REQUEST: Rewrite the lines of the listing from the line containing "Give the outline of every instance of the <item>watch" to the line containing "153), (58, 156)]", both included, as a numbered list, dropping any blank lines.

INFORMATION GIVEN:
-*-
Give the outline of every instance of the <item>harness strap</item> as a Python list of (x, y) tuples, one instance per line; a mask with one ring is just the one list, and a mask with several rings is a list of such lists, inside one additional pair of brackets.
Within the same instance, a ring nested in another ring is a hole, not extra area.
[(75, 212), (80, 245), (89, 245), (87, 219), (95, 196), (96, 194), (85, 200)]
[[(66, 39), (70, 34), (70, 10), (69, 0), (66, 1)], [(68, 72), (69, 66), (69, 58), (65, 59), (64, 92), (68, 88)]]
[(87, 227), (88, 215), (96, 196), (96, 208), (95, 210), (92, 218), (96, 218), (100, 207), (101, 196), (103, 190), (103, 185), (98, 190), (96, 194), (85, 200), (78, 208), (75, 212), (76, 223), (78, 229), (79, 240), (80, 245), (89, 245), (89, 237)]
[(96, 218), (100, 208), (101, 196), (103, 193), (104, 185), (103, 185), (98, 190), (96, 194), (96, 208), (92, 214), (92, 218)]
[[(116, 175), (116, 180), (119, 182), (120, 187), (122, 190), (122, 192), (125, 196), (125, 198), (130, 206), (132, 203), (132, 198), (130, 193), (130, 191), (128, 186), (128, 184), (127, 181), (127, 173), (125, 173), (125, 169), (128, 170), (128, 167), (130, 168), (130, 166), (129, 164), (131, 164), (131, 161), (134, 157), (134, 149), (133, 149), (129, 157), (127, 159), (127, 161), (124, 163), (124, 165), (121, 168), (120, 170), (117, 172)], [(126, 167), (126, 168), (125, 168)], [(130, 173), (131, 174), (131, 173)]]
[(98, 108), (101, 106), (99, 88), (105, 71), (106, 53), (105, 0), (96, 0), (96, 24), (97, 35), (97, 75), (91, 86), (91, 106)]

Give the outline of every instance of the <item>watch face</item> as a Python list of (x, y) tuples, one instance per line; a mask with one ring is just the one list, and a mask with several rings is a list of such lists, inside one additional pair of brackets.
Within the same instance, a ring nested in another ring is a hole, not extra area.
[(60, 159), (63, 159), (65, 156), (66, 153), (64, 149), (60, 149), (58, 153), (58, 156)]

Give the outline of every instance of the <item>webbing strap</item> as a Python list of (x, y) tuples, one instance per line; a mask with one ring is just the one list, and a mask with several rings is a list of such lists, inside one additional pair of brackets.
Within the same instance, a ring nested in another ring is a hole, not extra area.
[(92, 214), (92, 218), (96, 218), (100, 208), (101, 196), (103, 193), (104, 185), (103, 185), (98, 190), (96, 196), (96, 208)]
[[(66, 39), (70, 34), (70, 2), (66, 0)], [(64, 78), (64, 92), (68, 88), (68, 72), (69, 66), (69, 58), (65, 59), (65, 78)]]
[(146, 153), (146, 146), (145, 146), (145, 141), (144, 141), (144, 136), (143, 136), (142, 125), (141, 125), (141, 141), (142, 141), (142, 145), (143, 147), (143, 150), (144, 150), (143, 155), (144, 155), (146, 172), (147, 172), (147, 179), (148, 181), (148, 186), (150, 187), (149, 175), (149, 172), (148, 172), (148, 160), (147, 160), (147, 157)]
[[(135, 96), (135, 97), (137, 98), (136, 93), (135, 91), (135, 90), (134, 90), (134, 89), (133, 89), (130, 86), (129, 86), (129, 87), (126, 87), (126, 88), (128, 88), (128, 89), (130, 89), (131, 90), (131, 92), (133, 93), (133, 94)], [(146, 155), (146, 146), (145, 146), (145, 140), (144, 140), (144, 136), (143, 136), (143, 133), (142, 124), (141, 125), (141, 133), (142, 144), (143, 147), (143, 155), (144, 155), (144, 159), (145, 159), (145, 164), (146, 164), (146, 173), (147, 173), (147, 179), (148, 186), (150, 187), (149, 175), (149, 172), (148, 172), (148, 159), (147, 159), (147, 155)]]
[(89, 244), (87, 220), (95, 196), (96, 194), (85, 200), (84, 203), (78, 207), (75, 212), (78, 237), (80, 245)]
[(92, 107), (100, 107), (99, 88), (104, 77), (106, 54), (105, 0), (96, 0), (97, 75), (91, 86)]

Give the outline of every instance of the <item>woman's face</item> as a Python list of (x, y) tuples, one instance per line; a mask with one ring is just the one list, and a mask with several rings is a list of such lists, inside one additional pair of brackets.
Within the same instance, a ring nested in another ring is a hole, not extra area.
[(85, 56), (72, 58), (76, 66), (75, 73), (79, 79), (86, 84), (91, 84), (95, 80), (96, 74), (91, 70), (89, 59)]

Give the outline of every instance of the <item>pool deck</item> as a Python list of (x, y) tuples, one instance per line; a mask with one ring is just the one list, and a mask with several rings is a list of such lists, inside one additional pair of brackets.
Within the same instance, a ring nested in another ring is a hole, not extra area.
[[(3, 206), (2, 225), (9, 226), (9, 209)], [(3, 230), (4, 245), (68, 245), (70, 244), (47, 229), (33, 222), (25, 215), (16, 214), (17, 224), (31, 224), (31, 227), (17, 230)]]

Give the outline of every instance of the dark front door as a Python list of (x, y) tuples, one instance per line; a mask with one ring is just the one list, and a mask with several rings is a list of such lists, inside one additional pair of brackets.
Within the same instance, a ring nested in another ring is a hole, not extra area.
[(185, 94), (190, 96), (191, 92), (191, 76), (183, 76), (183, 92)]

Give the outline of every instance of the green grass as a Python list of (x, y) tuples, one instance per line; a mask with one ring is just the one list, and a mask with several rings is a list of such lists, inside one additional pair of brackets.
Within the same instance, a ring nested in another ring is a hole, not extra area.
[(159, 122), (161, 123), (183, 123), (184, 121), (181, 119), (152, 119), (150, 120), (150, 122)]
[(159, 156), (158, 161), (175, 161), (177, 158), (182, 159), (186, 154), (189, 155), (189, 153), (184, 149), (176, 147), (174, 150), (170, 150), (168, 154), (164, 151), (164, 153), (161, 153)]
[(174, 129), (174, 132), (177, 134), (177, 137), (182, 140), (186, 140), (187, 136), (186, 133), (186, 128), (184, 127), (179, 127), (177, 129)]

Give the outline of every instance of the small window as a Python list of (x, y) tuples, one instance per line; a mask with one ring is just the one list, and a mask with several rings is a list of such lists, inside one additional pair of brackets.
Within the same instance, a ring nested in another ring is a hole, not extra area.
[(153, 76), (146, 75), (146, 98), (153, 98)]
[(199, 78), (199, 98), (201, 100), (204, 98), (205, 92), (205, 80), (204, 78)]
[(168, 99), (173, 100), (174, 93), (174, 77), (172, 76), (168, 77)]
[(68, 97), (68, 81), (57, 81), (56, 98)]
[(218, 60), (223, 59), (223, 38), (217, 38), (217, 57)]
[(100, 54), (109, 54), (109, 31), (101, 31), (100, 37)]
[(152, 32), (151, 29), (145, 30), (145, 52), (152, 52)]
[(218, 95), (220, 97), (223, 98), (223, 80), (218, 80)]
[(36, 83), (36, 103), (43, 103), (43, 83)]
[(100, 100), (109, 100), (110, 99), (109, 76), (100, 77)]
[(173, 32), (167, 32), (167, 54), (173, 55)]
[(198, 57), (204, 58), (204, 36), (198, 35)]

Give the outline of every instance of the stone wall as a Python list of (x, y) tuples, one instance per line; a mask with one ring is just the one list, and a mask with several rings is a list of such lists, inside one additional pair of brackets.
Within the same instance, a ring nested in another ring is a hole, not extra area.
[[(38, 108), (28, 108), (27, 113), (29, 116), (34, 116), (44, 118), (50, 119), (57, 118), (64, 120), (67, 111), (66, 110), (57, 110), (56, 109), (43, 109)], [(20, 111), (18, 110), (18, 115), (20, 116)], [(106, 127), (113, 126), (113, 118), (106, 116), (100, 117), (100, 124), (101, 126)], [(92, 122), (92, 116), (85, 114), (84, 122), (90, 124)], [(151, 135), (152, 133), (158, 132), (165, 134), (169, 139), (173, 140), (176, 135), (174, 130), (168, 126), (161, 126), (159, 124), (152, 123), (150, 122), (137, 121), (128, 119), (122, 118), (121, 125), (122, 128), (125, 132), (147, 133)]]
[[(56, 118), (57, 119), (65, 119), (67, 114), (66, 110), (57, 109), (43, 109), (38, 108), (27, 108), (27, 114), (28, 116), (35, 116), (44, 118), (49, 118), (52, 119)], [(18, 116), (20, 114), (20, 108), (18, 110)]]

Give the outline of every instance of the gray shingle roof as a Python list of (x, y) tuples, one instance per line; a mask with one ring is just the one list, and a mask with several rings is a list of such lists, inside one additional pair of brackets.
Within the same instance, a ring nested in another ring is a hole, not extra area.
-*-
OUTPUT FOR THIS TASK:
1. Give the outline of every instance of the <item>watch face</item> as a Python list of (x, y) tuples, one instance per line; a mask with one ring is just the one list, and a mask with several rings is a list of such lists, inside one additional pair of brackets.
2. Within the same instance, a ring nested in another ring is a hole, not extra area.
3. [(60, 159), (63, 159), (65, 156), (66, 153), (64, 149), (60, 149), (58, 153), (58, 156)]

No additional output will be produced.